* [INSTRUCTIONS TO FOLLOW]: Write out all of the lines below, exactly and completely.

* [RECORDS SHOWN]:
+--

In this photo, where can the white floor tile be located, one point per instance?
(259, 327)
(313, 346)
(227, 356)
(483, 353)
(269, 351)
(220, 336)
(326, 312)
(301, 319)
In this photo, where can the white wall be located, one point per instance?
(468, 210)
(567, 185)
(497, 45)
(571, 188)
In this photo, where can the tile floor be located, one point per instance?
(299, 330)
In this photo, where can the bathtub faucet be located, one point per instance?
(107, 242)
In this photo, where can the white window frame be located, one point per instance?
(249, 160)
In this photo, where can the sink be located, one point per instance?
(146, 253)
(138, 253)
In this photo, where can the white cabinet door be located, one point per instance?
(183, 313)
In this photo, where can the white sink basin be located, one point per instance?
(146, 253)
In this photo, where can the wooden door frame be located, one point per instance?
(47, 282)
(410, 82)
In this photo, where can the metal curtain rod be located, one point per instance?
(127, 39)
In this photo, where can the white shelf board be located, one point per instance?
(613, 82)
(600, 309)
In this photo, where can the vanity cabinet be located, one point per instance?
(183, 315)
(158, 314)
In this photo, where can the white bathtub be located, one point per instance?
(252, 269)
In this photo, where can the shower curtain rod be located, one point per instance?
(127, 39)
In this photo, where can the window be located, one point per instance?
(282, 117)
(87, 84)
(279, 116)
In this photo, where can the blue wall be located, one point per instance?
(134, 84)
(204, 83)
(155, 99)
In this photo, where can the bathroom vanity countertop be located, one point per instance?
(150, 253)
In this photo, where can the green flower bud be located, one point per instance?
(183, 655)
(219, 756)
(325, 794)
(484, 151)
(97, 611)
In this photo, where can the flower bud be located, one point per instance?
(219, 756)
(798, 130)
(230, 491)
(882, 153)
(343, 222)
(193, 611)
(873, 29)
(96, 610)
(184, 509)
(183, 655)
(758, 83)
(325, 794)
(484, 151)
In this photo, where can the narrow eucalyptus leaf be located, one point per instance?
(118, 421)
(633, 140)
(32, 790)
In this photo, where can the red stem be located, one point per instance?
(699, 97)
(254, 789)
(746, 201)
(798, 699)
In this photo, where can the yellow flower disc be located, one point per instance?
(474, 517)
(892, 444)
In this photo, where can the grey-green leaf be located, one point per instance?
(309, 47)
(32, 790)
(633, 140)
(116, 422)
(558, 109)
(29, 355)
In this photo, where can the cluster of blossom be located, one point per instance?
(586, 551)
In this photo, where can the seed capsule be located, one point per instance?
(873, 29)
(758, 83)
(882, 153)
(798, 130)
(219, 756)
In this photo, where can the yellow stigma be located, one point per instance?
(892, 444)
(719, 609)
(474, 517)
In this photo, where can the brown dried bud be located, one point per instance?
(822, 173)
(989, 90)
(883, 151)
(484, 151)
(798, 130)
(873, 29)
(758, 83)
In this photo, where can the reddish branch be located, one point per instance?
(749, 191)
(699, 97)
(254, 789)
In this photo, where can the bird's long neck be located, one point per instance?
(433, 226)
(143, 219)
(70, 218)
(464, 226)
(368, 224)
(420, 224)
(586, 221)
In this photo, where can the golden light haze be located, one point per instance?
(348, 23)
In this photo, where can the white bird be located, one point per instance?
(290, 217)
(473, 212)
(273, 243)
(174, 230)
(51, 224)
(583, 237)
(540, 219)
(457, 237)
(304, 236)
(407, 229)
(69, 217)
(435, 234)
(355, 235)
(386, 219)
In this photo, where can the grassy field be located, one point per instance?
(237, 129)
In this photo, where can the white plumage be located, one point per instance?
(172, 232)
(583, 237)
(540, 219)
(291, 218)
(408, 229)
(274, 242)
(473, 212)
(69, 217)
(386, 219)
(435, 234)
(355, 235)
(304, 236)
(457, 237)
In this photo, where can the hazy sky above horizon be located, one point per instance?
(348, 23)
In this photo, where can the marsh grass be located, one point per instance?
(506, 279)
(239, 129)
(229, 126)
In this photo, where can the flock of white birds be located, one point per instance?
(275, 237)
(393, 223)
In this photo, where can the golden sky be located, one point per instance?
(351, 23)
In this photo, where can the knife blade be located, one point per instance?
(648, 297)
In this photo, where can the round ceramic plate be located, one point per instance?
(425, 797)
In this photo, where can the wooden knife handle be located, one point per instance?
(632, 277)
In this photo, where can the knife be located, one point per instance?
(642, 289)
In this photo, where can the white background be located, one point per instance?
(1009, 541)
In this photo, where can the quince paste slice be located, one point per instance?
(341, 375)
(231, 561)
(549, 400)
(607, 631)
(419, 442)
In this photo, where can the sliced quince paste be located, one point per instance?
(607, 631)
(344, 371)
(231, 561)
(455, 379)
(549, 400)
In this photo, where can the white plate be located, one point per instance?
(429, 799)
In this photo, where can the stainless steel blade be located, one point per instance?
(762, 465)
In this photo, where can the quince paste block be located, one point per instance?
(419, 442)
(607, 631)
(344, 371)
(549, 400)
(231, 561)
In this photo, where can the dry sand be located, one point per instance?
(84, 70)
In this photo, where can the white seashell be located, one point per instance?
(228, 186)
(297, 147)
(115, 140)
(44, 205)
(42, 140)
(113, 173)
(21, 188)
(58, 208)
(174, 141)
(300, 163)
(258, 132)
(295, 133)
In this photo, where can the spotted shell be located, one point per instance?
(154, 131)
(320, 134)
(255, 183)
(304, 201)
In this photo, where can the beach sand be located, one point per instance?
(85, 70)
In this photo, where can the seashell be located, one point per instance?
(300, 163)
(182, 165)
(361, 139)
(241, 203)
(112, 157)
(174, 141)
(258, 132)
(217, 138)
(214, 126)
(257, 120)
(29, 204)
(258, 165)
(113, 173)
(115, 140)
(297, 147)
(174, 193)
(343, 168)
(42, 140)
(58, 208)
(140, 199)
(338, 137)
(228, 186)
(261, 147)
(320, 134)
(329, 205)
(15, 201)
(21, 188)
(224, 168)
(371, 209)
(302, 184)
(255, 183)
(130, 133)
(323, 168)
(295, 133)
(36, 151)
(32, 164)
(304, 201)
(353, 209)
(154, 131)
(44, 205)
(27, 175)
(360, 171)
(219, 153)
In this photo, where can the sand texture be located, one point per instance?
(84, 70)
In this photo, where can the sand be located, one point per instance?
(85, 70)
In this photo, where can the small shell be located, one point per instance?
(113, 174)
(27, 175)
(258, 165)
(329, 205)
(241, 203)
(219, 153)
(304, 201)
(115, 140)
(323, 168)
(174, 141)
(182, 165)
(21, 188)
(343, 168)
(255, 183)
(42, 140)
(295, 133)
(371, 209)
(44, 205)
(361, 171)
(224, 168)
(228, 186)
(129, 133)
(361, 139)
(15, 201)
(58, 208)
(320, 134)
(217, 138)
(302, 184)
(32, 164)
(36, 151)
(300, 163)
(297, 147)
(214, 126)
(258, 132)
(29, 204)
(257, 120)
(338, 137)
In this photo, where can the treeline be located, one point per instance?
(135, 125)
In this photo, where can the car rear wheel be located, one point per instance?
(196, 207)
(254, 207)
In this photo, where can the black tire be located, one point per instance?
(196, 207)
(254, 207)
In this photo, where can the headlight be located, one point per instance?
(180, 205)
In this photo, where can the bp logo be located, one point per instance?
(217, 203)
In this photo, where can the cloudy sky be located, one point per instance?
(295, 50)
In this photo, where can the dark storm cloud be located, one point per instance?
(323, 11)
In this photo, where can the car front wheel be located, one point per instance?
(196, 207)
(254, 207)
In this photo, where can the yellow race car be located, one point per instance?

+--

* [ANSWER TO THE EXERCISE]:
In this photo, where can the white floor tile be located, one point per instance?
(259, 327)
(313, 346)
(227, 356)
(483, 353)
(269, 351)
(220, 336)
(326, 312)
(301, 319)
In this photo, where can the white wall be located, one point per instance?
(468, 210)
(567, 185)
(497, 45)
(571, 188)
In this photo, where can the tile floor be located, one point per instance?
(299, 330)
In this photo, where can the bathtub faucet be located, one point per instance?
(107, 242)
In this photo, where can the white window frame be located, one point per instance?
(249, 160)
In this photo, where can the sink be located, one point per instance?
(146, 253)
(138, 253)
In this photo, where can the white cabinet door be located, one point per instance?
(183, 313)
In this photo, where can the white sink basin be located, one point per instance?
(146, 253)
In this photo, where can the wooden door frame be located, one point per instance?
(47, 282)
(410, 82)
In this photo, where can the metal curtain rod be located, one point per instance?
(127, 39)
In this photo, where can the white shelf board be located, one point per instance?
(613, 82)
(600, 309)
In this photo, where can the vanity cabinet be located, one point per instance?
(183, 315)
(158, 314)
In this photo, where can the white bathtub be located, one point per instance?
(252, 269)
In this photo, where can the shower curtain rod be located, one point per instance?
(127, 39)
In this photo, where can the window be located, one point per instance?
(282, 117)
(87, 84)
(279, 116)
In this photo, where can the blue wall be located, one point per instance?
(134, 84)
(204, 83)
(155, 99)
In this photo, where can the bathroom vanity countertop be located, one point per instance?
(150, 253)
In this photo, where can the green flower bud be located, one point per instance?
(183, 655)
(219, 756)
(325, 794)
(484, 151)
(97, 611)
In this photo, where can the flower bud be located, one point per instance?
(219, 756)
(798, 130)
(230, 491)
(882, 153)
(343, 222)
(193, 611)
(873, 29)
(96, 610)
(184, 509)
(183, 655)
(758, 83)
(325, 794)
(484, 151)
In this photo, where can the narrow eucalyptus leaf be located, one point per instance?
(118, 421)
(633, 140)
(32, 790)
In this photo, where can the red stem be located, one point per instance?
(699, 97)
(254, 789)
(746, 201)
(798, 699)
In this photo, where can the yellow flower disc be located, one point per instance?
(474, 517)
(892, 444)
In this photo, where can the grey-green leaf be located, one point per instance?
(309, 47)
(32, 790)
(633, 140)
(116, 422)
(558, 109)
(29, 355)
In this photo, where can the cluster of blossom be located, one point per instance?
(586, 551)
In this photo, where can the seed capsule be located, one point per instance?
(873, 29)
(758, 83)
(882, 153)
(798, 130)
(219, 756)
In this photo, where can the yellow stigma be located, one point per instance?
(892, 444)
(719, 609)
(474, 517)
In this photo, where can the brown dried bud be located, one point per instance?
(822, 173)
(989, 90)
(883, 151)
(484, 151)
(798, 130)
(873, 29)
(758, 83)
In this photo, where can the reddish branch be located, one point per instance?
(749, 191)
(699, 97)
(254, 789)
In this photo, where can the bird's long neck be located, one point per instance?
(433, 226)
(143, 219)
(70, 218)
(464, 226)
(368, 224)
(420, 224)
(586, 221)
In this photo, where can the golden light haze be located, one point per instance?
(348, 23)
In this photo, where can the white bird be located, one point per instance?
(290, 217)
(473, 212)
(273, 243)
(174, 230)
(51, 224)
(583, 237)
(540, 219)
(457, 237)
(304, 236)
(407, 229)
(69, 217)
(435, 234)
(355, 235)
(386, 219)
In this photo, where can the grassy field be located, one point per instance?
(237, 129)
In this photo, where can the white plumage be located, one point per instance?
(172, 232)
(583, 237)
(540, 219)
(291, 218)
(408, 229)
(274, 242)
(473, 212)
(69, 217)
(386, 219)
(435, 234)
(355, 235)
(304, 236)
(457, 237)
In this photo, where can the hazy sky above horizon be located, one point per instance?
(348, 23)
In this photo, where can the marsh grass be located, one point per instance?
(506, 279)
(239, 129)
(229, 126)
In this photo, where can the flock of white birds be located, one point per instance?
(275, 237)
(393, 223)
In this photo, where can the golden sky be located, one point per instance?
(351, 23)
In this photo, where can the knife blade be located, one point per instance?
(648, 297)
In this photo, where can the round ceramic plate be located, one point per instance?
(425, 797)
In this photo, where can the wooden knife handle be located, one point per instance?
(632, 277)
In this photo, where can the knife be located, one point per instance?
(642, 289)
In this photo, where can the white background be located, one point per instance?
(1009, 541)
In this photo, where can the quince paste slice be located, one point per instance?
(341, 375)
(231, 561)
(549, 400)
(607, 631)
(419, 442)
In this photo, where can the sliced quince paste be located, one point per instance?
(607, 631)
(344, 371)
(231, 561)
(455, 379)
(549, 400)
In this photo, where can the white plate be located, one point per instance?
(429, 799)
In this photo, where can the stainless steel blade be located, one point per instance?
(762, 465)
In this photo, where can the quince paste block be located, one point per instance?
(419, 442)
(607, 631)
(344, 371)
(549, 400)
(231, 561)
In this photo, where can the dry sand be located, one point per instance?
(84, 70)
In this photo, where can the white seashell be located, one point per instance?
(228, 186)
(297, 147)
(115, 140)
(44, 205)
(42, 140)
(113, 173)
(21, 188)
(58, 208)
(174, 141)
(300, 163)
(258, 132)
(295, 133)
In this photo, where can the spotted shell be located, one point per instance?
(154, 131)
(320, 134)
(255, 183)
(304, 201)
In this photo, where can the beach sand be located, one point per instance?
(85, 70)
In this photo, where can the seashell be located, one point per instance?
(300, 163)
(182, 165)
(361, 139)
(241, 203)
(112, 157)
(174, 141)
(258, 132)
(217, 138)
(214, 126)
(257, 120)
(29, 204)
(258, 165)
(113, 173)
(115, 140)
(297, 147)
(174, 193)
(343, 168)
(42, 140)
(58, 208)
(140, 199)
(338, 137)
(228, 186)
(261, 147)
(320, 134)
(329, 205)
(15, 201)
(21, 188)
(224, 168)
(371, 209)
(302, 184)
(255, 183)
(130, 133)
(323, 168)
(295, 133)
(36, 151)
(32, 164)
(304, 201)
(353, 209)
(154, 131)
(44, 205)
(27, 175)
(360, 171)
(219, 153)
In this photo, where can the sand texture be located, one point per instance?
(84, 70)
In this photo, where can the sand be located, one point per instance?
(85, 70)
In this photo, where can the small shell be located, one point per instance?
(113, 174)
(27, 175)
(258, 165)
(329, 205)
(241, 203)
(219, 153)
(304, 201)
(115, 140)
(323, 168)
(174, 141)
(182, 165)
(21, 188)
(343, 168)
(255, 183)
(42, 140)
(295, 133)
(371, 209)
(44, 205)
(361, 171)
(224, 168)
(228, 186)
(129, 133)
(361, 139)
(15, 201)
(58, 208)
(320, 134)
(217, 138)
(302, 184)
(32, 164)
(36, 151)
(300, 163)
(297, 147)
(214, 126)
(258, 132)
(29, 204)
(257, 120)
(338, 137)
In this photo, where can the treeline be located, one point per instance?
(135, 125)
In this photo, where can the car rear wheel be located, one point per instance?
(196, 207)
(254, 207)
In this photo, where can the black tire be located, one point per instance?
(196, 207)
(254, 207)
In this photo, where can the headlight be located, one point per instance?
(180, 205)
In this photo, where can the bp logo be located, one point per instance?
(217, 203)
In this photo, where can the cloudy sky be located, one point per instance?
(295, 50)
In this photo, where can the dark storm cloud be located, one point per instance?
(323, 11)
In this photo, where can the car front wheel be located, one point per instance?
(196, 207)
(254, 207)
In this photo, where can the yellow race car be located, one point per instance?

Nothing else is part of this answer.